# Problem to work on:
Transcribe the portion of the following account of the rally from Bagan to Mandalay that starts at "With the break" and ends at "Motor Sports Club.".

>> Start Passage

With the break of dawn the plains of Bagan, an ancient city in central Myanmar, became bright, hot and humid. Early in the morning, the rally drivers headed out for a small drive around the rural terrain whose landscape is filled with thousands of pagodas.

“It took me more than three months to explore Bagan properly and discover about all its history,” said 67-year old rally enthusiast and scout for this India Myanmar Thailand (IMT) rally, Ejji K Ummahesh, from Chennai.

“The best way to go around visiting the pagodas in Bagan is by bullock cart as not all roads are motorable,” said Thet P, a participant and member of the Mynamar Motor Sports Club.

The caravan of 21 cars started rolling out of Bagan at 9:30 am. What lay ahead was 180km of two-lane rural highways leading up to Mandalay—the former capital and cultural nerve center of Myanmar.

The scenery around the NyngYu-Myingyan road is very similar to India’s rural landscape, dotted with paddy and sugarcane fields and small eateries (quite like our dhabas) at long intervals along the road. Wherever the rally stopped, Myanmar cinestar Vailu, also a participant in the rally, became the centre of attention.

While the drivers were cribbing about the run down dusty road ahead, it was Vailu’s presence that brought smiles to the rural folk. Usually a crowd would immediately surround him. Women looking at him with awe, hands on their cheek, the men breaking into wide smiles and the teens and kids queuing up to have their photos taken with him.

The journey was uneventful and reached Mandalay after about five hours. At first, Mandalay looked like any other small town in India with people moving about more in cycles and mopeds than cars. On reaching the destination for the night's halt, it was time to attend the first business seminar in Myanmar (conducted by Asian Development Bank) and meet with with Myanmar’s ministers and government officials. The venue of the seminar was the spectacular Mandalay Hotel at the foot of the historical Mandalay hill.

“We are rich in many natural resources like oil, gas, gem stones, copper and a host of other agricultural produce,” said U Myo Thit, minister of natural resources and environment conservation, Mandalay region government. “We welcome Indian business houses to come here and exploit these.”

There is, however, a problem. “The region is suffering from poor infrastructure and also unfortunately unrest in some places,” said Nandakumar Nagendran, consul general of India in Mandalay. “One way to address this is creating infrastructure for connectivity and business.”

Every participant in the business seminar were of the view that there were a lot of potential on building connect between northeast India and Mandalay. But the potential, though being discussed for years now, still remains largely untapped. The situation was aptly summarised by Sabyasachi Dutta, director of think tank Asian Confluence and one of the sponsors for the rally.

>> End Passage
>> Start Given entries

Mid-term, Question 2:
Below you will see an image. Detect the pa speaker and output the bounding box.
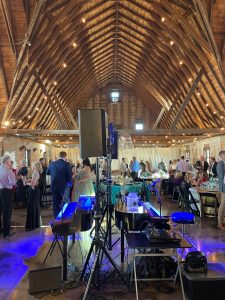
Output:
[78,109,108,158]
[28,266,62,295]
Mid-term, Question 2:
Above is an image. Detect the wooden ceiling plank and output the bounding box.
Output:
[34,71,67,129]
[171,68,204,129]
[0,128,223,136]
[160,92,181,128]
[152,107,166,129]
[0,50,9,102]
[193,0,225,84]
[1,0,18,58]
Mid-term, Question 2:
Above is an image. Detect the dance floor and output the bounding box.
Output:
[0,200,225,300]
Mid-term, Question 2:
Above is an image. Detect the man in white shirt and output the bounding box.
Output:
[120,158,128,177]
[176,156,188,177]
[217,151,225,230]
[0,155,16,238]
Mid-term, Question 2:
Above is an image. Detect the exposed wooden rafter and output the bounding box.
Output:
[170,68,204,129]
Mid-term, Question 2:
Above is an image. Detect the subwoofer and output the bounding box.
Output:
[78,109,108,158]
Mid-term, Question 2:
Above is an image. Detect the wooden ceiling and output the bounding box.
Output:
[0,0,225,145]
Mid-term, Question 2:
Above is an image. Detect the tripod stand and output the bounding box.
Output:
[91,153,119,250]
[80,158,126,300]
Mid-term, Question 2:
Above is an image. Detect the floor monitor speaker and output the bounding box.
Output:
[28,266,62,295]
[78,109,108,158]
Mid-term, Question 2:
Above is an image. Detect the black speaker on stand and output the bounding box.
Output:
[78,109,108,158]
[78,109,126,300]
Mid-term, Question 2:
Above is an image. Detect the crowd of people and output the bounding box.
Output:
[0,151,225,237]
[0,152,95,238]
[120,151,225,229]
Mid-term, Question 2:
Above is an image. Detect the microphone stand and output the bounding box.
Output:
[80,157,127,300]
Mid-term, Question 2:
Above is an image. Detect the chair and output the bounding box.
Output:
[41,185,52,207]
[171,211,195,236]
[188,191,201,217]
[199,192,219,219]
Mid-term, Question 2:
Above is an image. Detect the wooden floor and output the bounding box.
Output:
[0,199,225,300]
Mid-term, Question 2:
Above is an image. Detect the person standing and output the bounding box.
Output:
[217,151,225,230]
[46,151,72,218]
[210,157,217,177]
[38,158,47,207]
[120,158,128,177]
[158,159,167,172]
[25,162,42,231]
[16,159,28,208]
[176,156,188,177]
[194,155,209,173]
[0,155,16,238]
[131,156,141,181]
[71,158,95,202]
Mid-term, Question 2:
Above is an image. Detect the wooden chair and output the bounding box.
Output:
[41,185,52,207]
[199,192,219,218]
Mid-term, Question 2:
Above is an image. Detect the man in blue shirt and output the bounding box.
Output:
[131,156,141,181]
[46,151,72,218]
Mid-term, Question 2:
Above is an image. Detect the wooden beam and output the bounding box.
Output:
[66,108,78,129]
[160,92,181,128]
[170,68,204,129]
[0,128,225,137]
[34,70,67,129]
[1,0,18,58]
[10,0,46,101]
[152,107,166,129]
[0,52,9,101]
[23,0,30,27]
[193,0,225,84]
[0,128,79,136]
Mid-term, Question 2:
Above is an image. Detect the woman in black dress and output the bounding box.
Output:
[16,160,28,208]
[26,162,42,231]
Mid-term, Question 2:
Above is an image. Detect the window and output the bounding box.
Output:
[25,150,31,167]
[111,90,120,103]
[203,146,210,163]
[135,121,144,130]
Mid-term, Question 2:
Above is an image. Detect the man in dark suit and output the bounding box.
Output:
[217,151,225,230]
[46,151,72,218]
[194,155,209,173]
[210,157,217,177]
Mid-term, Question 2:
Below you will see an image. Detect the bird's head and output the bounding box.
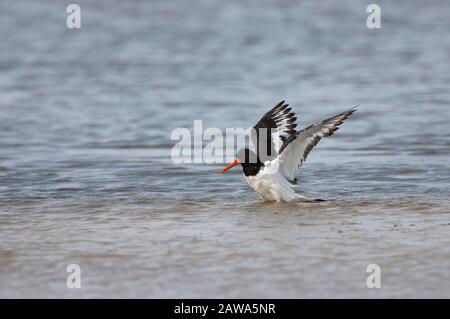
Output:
[220,148,259,174]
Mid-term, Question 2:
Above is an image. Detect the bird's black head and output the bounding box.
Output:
[220,148,264,176]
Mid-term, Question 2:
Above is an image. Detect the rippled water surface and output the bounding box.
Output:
[0,0,450,298]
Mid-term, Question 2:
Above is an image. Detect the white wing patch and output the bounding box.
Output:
[277,107,356,181]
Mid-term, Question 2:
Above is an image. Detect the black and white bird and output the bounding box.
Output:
[220,101,357,202]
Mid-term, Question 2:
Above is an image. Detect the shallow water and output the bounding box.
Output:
[0,0,450,298]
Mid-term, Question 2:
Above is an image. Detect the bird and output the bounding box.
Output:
[219,100,359,202]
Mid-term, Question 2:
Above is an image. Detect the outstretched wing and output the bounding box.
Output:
[278,106,358,181]
[251,101,297,162]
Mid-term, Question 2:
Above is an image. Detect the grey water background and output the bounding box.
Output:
[0,0,450,298]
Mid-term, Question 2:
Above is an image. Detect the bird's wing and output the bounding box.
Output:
[277,106,357,181]
[251,101,297,162]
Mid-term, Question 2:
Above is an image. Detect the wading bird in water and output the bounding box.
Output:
[220,101,357,202]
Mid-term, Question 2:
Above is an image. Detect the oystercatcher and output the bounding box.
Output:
[220,101,358,202]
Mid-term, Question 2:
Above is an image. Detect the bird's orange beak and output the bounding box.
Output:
[219,159,241,174]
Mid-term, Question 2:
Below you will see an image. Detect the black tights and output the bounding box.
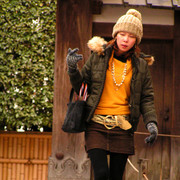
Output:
[88,149,128,180]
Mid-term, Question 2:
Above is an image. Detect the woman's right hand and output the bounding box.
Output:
[66,48,83,70]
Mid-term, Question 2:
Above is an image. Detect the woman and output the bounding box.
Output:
[67,9,158,180]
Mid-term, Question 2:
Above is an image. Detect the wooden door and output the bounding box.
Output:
[126,39,173,180]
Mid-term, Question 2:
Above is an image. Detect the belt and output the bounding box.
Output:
[92,114,132,130]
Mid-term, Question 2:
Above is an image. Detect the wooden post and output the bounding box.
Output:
[170,10,180,179]
[48,0,92,180]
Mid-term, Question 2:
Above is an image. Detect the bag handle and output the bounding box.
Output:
[69,82,87,103]
[69,88,74,103]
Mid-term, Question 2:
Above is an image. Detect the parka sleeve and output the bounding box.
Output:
[140,65,157,126]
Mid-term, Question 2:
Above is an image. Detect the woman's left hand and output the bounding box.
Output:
[145,122,158,144]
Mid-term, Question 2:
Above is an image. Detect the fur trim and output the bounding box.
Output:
[87,36,107,55]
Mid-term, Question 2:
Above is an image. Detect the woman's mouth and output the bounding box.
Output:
[121,44,128,48]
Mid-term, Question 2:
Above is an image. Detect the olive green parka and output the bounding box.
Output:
[68,37,157,132]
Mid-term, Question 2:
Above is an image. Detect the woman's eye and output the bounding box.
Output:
[120,33,125,36]
[129,35,135,38]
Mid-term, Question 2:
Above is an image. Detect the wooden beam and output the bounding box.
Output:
[172,11,180,134]
[92,0,103,14]
[93,22,173,40]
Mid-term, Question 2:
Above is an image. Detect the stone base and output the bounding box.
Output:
[48,157,90,180]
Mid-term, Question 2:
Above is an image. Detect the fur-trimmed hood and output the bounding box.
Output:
[87,36,154,65]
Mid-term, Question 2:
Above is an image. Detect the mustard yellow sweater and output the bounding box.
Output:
[94,53,132,115]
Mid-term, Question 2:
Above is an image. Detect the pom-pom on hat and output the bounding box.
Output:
[112,9,143,44]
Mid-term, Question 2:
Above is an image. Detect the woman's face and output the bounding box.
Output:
[117,31,136,54]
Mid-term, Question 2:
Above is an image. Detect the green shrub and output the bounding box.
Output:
[0,0,56,130]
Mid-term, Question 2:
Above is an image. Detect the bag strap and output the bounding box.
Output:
[69,82,87,103]
[69,88,74,103]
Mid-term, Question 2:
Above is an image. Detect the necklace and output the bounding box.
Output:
[111,59,127,87]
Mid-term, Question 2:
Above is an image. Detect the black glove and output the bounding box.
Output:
[145,122,158,144]
[66,48,83,70]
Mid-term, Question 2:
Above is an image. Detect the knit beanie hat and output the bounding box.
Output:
[112,9,143,44]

>> End Given entries

# Written reply:
With the break of dawn the plains of Bagan, an ancient city in central Myanmar, became bright, hot and humid. Early in the morning, the rally drivers headed out for a small drive around the rural terrain whose landscape is filled with thousands of pagodas.

“It took me more than three months to explore Bagan properly and discover about all its history,” said 67-year old rally enthusiast and scout for this India Myanmar Thailand (IMT) rally, Ejji K Ummahesh, from Chennai.

“The best way to go around visiting the pagodas in Bagan is by bullock cart as not all roads are motorable,” said Thet P, a participant and member of the Mynamar Motor Sports Club.